Task requirements: When you retype the entries, keep each one exact and leave out the pictures.

(Image-grounded pointing data)
__________________________________________________

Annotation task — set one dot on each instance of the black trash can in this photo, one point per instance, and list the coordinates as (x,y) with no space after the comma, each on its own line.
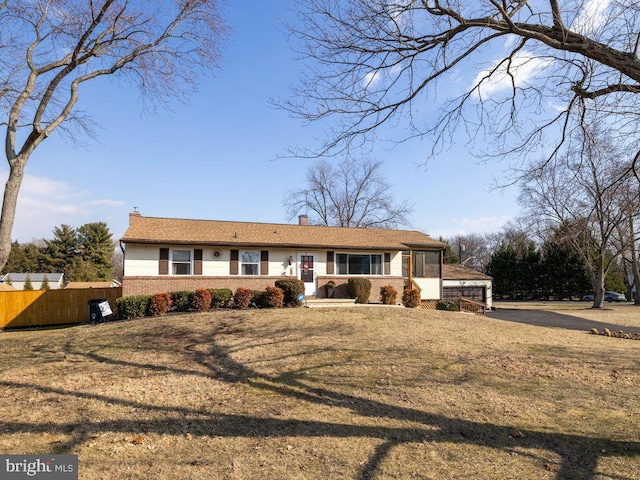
(95,314)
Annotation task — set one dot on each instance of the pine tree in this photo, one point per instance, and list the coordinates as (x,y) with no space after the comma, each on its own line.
(61,250)
(96,249)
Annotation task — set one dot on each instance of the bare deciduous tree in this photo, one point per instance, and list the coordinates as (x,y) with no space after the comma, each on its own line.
(350,193)
(579,196)
(50,48)
(536,68)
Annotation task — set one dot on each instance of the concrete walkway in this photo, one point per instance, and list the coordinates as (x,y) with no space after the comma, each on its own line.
(542,318)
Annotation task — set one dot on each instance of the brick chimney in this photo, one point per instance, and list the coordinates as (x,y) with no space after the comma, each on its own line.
(133,215)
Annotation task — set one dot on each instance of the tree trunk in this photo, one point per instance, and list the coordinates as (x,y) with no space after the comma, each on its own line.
(635,268)
(598,298)
(9,203)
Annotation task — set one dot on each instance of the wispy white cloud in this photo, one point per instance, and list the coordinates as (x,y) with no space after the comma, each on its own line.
(371,79)
(524,66)
(45,203)
(591,17)
(469,225)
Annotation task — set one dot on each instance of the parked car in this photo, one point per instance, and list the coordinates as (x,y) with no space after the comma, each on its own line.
(608,296)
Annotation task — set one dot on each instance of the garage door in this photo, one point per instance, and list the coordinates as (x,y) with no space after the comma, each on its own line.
(452,294)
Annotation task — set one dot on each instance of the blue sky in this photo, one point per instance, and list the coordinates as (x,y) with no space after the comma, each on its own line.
(216,156)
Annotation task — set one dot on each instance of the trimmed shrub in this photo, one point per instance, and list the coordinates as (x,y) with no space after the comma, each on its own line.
(273,297)
(388,295)
(257,299)
(411,298)
(182,300)
(242,298)
(291,288)
(202,300)
(221,297)
(134,306)
(159,304)
(360,289)
(449,306)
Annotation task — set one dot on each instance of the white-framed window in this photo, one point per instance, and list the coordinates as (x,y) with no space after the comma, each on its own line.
(358,264)
(249,262)
(180,262)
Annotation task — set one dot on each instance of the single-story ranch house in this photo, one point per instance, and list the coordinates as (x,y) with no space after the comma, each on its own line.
(170,254)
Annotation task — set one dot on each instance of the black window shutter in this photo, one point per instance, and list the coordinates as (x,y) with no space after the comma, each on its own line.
(330,263)
(233,268)
(264,262)
(197,261)
(163,267)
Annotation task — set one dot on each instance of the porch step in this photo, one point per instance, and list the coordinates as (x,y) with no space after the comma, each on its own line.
(329,302)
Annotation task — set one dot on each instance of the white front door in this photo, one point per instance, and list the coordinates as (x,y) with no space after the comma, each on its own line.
(307,273)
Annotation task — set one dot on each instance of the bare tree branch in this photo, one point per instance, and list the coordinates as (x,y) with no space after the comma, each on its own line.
(349,194)
(57,45)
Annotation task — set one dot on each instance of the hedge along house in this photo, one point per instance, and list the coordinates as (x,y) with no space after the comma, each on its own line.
(169,254)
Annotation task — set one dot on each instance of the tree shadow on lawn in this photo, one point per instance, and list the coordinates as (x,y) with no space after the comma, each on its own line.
(579,454)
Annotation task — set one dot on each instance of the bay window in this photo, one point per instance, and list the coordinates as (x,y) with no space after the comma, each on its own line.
(358,264)
(181,262)
(250,262)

__________________________________________________

Task response:
Annotation task — set one dot on each instance of the black trash can in this photo, one point per instance, and list the coordinates as (x,y) with no space after the comma, each on its own line.
(95,314)
Annotation task — set one dot on each instance of the pine tree in this photo, one point per instance, and list the coordinates as (x,y) with no space after the comma, each on its own line.
(61,250)
(96,249)
Annotation task — set one dot on each instance of the bare deciduous tree in this photo, one point per instance, and list the coordinates as (x,y) with no space after the comma, each on its own line.
(350,193)
(579,196)
(50,48)
(536,68)
Annotation task — set one dot on each instance of the concrete walkway in this photo, one point per instance, and list the coordinates as (x,y) with no space after the comma, each on its own line.
(542,318)
Annotation task — set one dot on each instance of the brick chimney in this photo, one point per instance, and list the coordinates as (x,y) with no space after the comma, each on its own line.
(133,215)
Annotation task — set one dot on each instance of the tree trunk in this photo, one point per instance, and list the coordinates as (x,y) with no space after the comma, each on its own line.
(635,268)
(598,298)
(9,203)
Annotation task — set one dot on each instance of the wispy white cloud in this photo, one point per instance, and list the coordinates as (x,y) with no space after the comma, each on its own line.
(371,79)
(524,66)
(45,203)
(591,17)
(469,225)
Annotation task — set one dot on each instance of the parked car in this photo, one point per instance, and list the coordinates as (x,y) with no space after the comma, each on its own line.
(608,296)
Annotation task — set one dot on each instance of the garage door in this photo, one point per instance, and list the coordinates as (x,y) with no space after the comma, each on its own line.
(452,294)
Annotation task — set one dot on each instance of the blue sky in this photo, one point per instance, and list the coordinates as (x,y) with no space after the comma, each on its own line.
(216,156)
Annotation task — set one dot on each instance of the trimmed shrub in this photo, one point per instance, and list the coordinates as (x,y) with no space after the comma, each on its own line.
(273,297)
(388,295)
(257,299)
(411,298)
(182,300)
(242,298)
(291,288)
(202,300)
(221,297)
(134,306)
(159,304)
(360,289)
(449,306)
Annotation task — set one dot on each instance of the white-framed window in this photo, one point per instance, and list the coordinates as (x,y) with no space after the comma, each on its own line.
(358,264)
(249,262)
(180,262)
Annotation task — set one dot on each instance of the single-story ranch house in this photo, one point per instance, and list the coordinates as (x,y) with no space after the comma, each on its own line.
(170,254)
Annotation task — set one dot on each instance of the black window shutter in this photo, one point per instance, and list the coordinates as (x,y) with no space after the comma, each on its own line.
(330,263)
(233,268)
(264,262)
(197,261)
(163,267)
Annotation task — set one dot on each instance of the porch step in this photo, one point per instance, and list the coordinates as (x,y) with no space after the comma, each on its own line.
(329,302)
Annotation task — set one dot on each instance of the white front door in this photo, one point per instance, and list the coordinates as (x,y) with no space after the comma, each on its own line.
(307,273)
Annotation task — set one dot on each instance of the bare tree branch in this photo, one point per instance, and list the coordinates as (x,y) with no space after the comma, each on its own line.
(349,194)
(57,45)
Annotation task — set one dot on each instance of the hedge along house in this photo, one point per instance, and list the coordinates as (x,y) with no space after the comma, each on its own line.
(169,254)
Annotation task — set one dot on each instance of the tree shadow on lawn in this photo, one point per instance, and list the coordinates as (x,y) with no space after the comma, each on its own line.
(579,454)
Annotation task — set one dot on each instance of the bay window in this photo, one point per instance, and list the coordinates as (x,y) with no space after the comma, each on its own line.
(358,264)
(181,262)
(250,262)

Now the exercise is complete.